Publié le par Rosalie210

Roberto Rossellini (1945)

Rome ville ouverte (Roma città aperta)

Dans ce qui est le plan séquence le plus célèbre du premier volet de la trilogie de la guerre (les deux autres sont "Païsa" et "Allemagne année zéro"), Pina (Anna Magnani) court en hurlant derrière le camion qui emporte son fiancé Francesco avant de s'effondrer sur le sol, tuée d'une balle tirée depuis le camion. La caméra saisit l'instant de ce basculement en plein vol ce qui le rend inoubliable.

▸ **CONSIGNE A**
Relevez, dans le passage cité sur Rome ville ouverte, les titres des trois films qui forment la trilogie de la guerre.
▸ **CONSIGNE B**
Reprenez le passage cité sur Rome ville ouverte en écrivant quelques phrases qui suivent directement sa dernière phrase.

▸ **DONNÉES FOURNIES**
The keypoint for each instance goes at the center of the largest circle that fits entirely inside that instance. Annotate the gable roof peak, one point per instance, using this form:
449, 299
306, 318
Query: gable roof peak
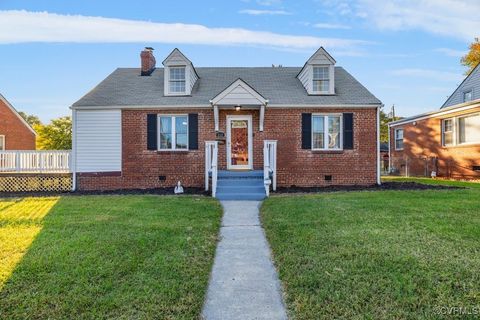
15, 112
174, 52
322, 51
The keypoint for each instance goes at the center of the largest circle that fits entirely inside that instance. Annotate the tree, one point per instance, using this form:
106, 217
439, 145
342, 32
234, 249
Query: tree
31, 119
57, 135
472, 58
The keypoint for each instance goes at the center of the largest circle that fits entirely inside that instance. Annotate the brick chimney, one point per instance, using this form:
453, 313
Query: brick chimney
148, 61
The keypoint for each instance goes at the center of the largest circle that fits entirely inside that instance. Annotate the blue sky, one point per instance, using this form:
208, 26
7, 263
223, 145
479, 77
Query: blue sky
406, 52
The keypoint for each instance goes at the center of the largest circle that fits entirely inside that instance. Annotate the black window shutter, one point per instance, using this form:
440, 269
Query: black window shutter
193, 131
306, 130
152, 132
348, 131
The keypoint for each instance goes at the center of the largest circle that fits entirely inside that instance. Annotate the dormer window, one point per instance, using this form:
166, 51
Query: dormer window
321, 79
318, 74
179, 75
177, 80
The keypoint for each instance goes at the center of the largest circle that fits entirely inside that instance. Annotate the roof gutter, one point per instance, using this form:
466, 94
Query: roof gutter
457, 108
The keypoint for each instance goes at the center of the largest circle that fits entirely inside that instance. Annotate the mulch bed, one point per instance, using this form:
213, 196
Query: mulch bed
384, 186
200, 191
159, 191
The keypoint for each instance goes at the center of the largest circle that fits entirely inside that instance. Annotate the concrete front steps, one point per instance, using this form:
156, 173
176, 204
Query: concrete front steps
240, 185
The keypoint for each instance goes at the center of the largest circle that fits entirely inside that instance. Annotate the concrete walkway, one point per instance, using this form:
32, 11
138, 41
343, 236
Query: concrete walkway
244, 284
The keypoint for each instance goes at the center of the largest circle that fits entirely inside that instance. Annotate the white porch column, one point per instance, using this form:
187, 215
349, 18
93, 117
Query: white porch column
215, 116
262, 116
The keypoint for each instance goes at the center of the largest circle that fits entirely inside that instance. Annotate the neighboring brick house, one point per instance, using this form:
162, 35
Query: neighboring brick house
446, 141
15, 132
147, 127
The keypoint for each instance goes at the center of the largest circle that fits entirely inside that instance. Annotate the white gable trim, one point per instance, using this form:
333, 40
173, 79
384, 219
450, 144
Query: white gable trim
239, 93
15, 112
320, 58
177, 59
172, 54
321, 52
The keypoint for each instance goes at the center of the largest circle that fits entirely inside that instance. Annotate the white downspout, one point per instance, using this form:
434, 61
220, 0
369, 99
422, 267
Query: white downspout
389, 151
73, 161
379, 180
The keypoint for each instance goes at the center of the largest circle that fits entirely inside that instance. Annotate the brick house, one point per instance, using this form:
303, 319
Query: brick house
15, 132
149, 127
446, 141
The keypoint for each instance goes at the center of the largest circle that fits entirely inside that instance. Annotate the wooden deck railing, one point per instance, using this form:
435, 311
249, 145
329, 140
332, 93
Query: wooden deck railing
35, 161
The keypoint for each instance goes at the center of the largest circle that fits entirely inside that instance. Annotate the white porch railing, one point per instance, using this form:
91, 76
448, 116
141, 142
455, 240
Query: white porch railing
35, 161
211, 162
270, 165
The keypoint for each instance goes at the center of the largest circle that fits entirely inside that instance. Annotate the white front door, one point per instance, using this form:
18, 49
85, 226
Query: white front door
239, 142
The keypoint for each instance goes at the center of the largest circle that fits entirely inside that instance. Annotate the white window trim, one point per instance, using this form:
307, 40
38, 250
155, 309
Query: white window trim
325, 135
456, 137
395, 139
465, 92
174, 138
177, 93
454, 140
329, 78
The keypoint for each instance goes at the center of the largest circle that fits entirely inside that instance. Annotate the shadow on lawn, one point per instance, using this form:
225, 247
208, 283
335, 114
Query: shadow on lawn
21, 220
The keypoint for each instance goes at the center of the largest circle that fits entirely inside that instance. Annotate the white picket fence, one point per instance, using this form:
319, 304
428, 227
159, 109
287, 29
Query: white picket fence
35, 161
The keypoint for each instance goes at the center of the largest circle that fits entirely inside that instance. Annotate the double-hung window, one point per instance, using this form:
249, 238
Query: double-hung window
321, 79
461, 130
469, 129
327, 132
177, 80
173, 132
447, 132
398, 139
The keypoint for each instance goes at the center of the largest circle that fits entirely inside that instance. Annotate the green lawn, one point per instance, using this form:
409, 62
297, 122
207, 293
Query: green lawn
377, 254
93, 257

▸ **RÉPONSE RÉDIGÉE A**
- Rome ville ouverte (Roma città aperta)
- Païsa
- Allemagne année zéro

▸ **RÉPONSE RÉDIGÉE B**
C'est en ce sens que "Rome ville ouverte" est l'un des films fondateurs du néoréalisme. Réalisé à la fin de la guerre avec des bouts de pellicule (au sens propre), il va chercher dans la rue une matière brute qu'il filme à la manière d'un reportage ou plus exactement d'une reconstitution historique à chaud, le film ayant été tourné à proximité des faits réels dont il s'inspire. Le résultat est saisissant de vérité ce qui explique l'influence que ce film a eu sur de nombreux réalisateurs (ceux de la Nouvelle Vague notamment). Et ce alors qu'en fait le film se détache bien souvent du réalisme pour atteindre une dimension mystico-religieuse. Les trois personnages principaux de l'histoire sont filmés comme des martyrs (il y a quelque chose d'iconique dans leurs postures et expressions de visage) et leur parcours relève plus de la tragédie que du documentaire. C'est de la dualité (vie-art, terre-ciel, documentaire-fiction, réalisme-romanesque, communisme-catholicisme) que naît la beauté singulière du film.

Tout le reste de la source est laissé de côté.